#### EXTRAIT À LIRE

Pervenche Berès, rapporteure. − Monsieur le Président, Monsieur le Commissaire, je vous prie de m’excuser de cette confusion d’horaire et vous remercie pour ces informations découlant du processus de consultation de la Commission européenne qui, d’une certaine manière, anticipe la question que la commission de l’emploi et des affaires sociales du Parlement européen souhaitait ici soulever. Il n’en demeure pas moins que, pour la commission de l’emploi et des affaires sociales, les conséquences du non-renouvellement de la stratégie « emploi » sur la santé et la sécurité au travail sont une source d’inquiétude.
D’abord, parce que cette Commission européenne a adopté, au début de son mandat, avec le soutien du Parlement et du Conseil, une stratégie dite « Europe 2020 », dont, manifestement, la question du modèle social, la question de la santé et de la sécurité au travail devaient faire partie.
Nous nous souvenons aussi que le président de la Commission, l’année dernière, en septembre, dans son discours sur l’état de l’Union, a indiqué que la question du modèle social était un élément de la compétitivité de l’Union européenne. Or, pour nous, la question de la santé et de la sécurité au travail est au cœur de ce modèle social. Nous avons parfois eu l’impression que, aux motifs que la crise était là, alors même qu’elle rendait plus impérieux le besoin de cette stratégie, on la laissait de côté.
De la même manière – nous ne l’avons pas évoqué dans la question orale, mais tout de même –, nous savons que la question d’une initiative législative dans le domaine des maladies musculo-squelettiques a été écartée du calendrier prioritaire de cette Commission. Au fond, la question que nous vous avons posée, Monsieur le Commissaire, est de savoir pourquoi il en est ainsi, alors que cette stratégie pour la santé et la sécurité au travail est un élément reconnu par tous les acteurs comme étant non seulement au cœur du modèle social mais comme étant aussi un élément de progrès, d’incitation des États membres à aller dans la bonne direction. Quels ont été les obstacles qui ont empêché son renouvellement?
La commission de l’emploi et des affaires sociales a agi, à travers cette question orale et la proposition de résolution que nous soumettrons à la plénière, avec un certain sens de la mesure et de la responsabilité. Nous n’avons pas cherché à susciter une polémique. Nous voulons savoir quels ont été, dans le contexte où nous sommes aujourd’hui, les obstacles qui se sont dressés pour que vous puissiez, au nom du collège, renouveler cette stratégie qui est absolument indispensable.
J’ajoute que, depuis l’adoption par le Parlement européen, le 5 décembre 2011, d’une évaluation des résultats de cette stratégie, nous nous sommes penchés sur l’impact de la crise sur les plus vulnérables. Là encore, nous voyons que cette stratégie, il serait non seulement nécessaire de la renouveler, mais qu’elle répondrait profondément aux besoins que cette crise a ravivés.

########

• _CONSIGNE DE TRAVAIL A_
Recopiez le passage de l'intervention qui commence par les mots contenant « Nous nous souvenons » et se termine par « laissait de côté. ».
• _CONSIGNE DE TRAVAIL B_
Résumez l'intervention en deux phrases.
Le matériel qui suit ne sert pas ici.

#### DONNÉES FOURNIES

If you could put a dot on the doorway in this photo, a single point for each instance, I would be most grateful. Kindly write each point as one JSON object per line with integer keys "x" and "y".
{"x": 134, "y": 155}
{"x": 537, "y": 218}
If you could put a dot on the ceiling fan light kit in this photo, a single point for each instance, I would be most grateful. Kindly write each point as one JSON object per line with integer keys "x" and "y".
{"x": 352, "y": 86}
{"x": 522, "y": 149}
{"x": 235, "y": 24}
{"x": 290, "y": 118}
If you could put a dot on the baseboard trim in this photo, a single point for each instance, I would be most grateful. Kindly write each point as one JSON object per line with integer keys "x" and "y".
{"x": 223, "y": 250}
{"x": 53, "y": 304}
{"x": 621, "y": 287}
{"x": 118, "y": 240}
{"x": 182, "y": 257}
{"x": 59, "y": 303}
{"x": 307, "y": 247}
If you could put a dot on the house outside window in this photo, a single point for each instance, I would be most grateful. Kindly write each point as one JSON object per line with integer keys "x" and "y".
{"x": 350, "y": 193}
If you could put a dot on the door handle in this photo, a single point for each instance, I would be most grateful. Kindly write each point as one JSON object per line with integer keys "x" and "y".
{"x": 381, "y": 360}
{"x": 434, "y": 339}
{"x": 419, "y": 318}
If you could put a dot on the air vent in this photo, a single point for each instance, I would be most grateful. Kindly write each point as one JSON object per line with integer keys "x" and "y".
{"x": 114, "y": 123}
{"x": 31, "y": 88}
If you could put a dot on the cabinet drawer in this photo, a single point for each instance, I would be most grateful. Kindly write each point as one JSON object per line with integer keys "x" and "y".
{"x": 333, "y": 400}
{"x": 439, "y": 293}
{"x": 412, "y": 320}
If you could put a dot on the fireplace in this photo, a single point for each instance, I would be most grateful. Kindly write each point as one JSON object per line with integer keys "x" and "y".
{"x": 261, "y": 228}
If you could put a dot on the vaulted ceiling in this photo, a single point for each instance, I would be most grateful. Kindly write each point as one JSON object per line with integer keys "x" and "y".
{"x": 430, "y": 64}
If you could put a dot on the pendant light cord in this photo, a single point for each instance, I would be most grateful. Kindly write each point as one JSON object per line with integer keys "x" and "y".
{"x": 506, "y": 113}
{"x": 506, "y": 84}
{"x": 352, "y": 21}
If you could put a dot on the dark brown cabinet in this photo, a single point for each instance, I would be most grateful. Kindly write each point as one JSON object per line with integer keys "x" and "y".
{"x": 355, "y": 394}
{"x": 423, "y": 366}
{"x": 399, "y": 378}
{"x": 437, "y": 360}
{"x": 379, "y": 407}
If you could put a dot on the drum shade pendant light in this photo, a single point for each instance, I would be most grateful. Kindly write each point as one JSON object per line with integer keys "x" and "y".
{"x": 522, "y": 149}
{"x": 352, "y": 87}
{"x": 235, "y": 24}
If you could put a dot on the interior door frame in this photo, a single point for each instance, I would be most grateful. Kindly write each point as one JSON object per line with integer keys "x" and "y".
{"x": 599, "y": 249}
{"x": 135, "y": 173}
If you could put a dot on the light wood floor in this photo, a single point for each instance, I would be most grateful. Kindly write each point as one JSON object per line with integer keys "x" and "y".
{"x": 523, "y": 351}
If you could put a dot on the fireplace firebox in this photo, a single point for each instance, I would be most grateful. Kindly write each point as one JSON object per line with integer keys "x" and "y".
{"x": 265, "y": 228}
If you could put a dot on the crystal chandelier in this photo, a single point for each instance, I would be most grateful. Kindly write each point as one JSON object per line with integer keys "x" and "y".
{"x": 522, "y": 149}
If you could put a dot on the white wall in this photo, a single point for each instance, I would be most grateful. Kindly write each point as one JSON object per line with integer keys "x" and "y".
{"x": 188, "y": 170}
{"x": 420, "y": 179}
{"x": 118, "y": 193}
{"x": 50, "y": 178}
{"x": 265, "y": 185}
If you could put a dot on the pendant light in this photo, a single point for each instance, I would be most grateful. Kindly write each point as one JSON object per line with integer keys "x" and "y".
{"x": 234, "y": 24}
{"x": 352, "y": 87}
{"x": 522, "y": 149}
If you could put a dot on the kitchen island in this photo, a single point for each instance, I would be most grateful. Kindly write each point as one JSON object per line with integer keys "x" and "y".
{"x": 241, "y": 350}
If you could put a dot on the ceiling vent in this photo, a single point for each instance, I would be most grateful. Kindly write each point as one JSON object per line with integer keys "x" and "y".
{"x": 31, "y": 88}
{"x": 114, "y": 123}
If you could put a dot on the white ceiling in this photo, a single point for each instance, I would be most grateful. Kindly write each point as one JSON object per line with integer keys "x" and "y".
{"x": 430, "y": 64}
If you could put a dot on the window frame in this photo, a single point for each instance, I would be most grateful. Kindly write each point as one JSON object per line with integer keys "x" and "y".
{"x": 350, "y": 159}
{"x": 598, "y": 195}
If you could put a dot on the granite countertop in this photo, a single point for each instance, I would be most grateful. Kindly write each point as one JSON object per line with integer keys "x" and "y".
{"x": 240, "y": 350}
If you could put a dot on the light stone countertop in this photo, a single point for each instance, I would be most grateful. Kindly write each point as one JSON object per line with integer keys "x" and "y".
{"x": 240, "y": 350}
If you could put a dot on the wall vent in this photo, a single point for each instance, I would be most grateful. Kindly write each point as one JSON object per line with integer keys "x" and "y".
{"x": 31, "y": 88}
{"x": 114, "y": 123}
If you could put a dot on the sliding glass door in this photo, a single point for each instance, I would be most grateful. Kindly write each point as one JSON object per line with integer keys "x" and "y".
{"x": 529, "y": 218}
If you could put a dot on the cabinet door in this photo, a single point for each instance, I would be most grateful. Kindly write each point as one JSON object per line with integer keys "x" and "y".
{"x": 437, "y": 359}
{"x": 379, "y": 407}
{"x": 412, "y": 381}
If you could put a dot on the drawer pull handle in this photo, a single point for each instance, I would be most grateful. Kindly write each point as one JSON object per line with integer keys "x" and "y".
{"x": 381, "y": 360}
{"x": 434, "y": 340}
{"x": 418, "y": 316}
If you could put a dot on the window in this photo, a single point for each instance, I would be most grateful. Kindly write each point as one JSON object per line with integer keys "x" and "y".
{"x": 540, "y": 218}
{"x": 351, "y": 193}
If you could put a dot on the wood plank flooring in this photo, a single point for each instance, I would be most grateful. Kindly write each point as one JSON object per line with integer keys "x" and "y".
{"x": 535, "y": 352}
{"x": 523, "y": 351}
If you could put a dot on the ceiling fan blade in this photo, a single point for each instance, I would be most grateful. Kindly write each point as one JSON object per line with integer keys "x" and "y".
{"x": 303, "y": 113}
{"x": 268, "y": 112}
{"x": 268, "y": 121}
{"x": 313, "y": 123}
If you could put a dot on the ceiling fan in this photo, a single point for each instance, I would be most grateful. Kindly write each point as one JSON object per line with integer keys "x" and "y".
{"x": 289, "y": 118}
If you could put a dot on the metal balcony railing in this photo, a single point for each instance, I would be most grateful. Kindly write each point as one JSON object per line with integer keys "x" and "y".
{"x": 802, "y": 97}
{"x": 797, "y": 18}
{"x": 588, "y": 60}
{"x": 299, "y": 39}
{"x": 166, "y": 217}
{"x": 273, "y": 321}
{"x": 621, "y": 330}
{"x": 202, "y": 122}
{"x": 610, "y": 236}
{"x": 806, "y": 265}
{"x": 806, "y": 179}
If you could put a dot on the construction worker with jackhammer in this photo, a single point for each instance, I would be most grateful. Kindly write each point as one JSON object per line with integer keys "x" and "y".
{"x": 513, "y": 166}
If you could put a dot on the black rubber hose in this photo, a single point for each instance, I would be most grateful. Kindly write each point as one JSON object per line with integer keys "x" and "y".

########

• _RÉPONSE À L'EXERCICE A_
Nous nous souvenons aussi que le président de la Commission, l’année dernière, en septembre, dans son discours sur l’état de l’Union, a indiqué que la question du modèle social était un élément de la compétitivité de l’Union européenne. Or, pour nous, la question de la santé et de la sécurité au travail est au cœur de ce modèle social. Nous avons parfois eu l’impression que, aux motifs que la crise était là, alors même qu’elle rendait plus impérieux le besoin de cette stratégie, on la laissait de côté.

• _RÉPONSE À L'EXERCICE B_
La rapporteure Pervenche Berès explique que la commission de l'emploi et des affaires sociales s'inquiète du non-renouvellement de la stratégie pour la santé et la sécurité au travail, qu'elle place au cœur du modèle social. Elle demande au commissaire quels obstacles ont empêché ce renouvellement, alors que la crise rend cette stratégie encore plus nécessaire.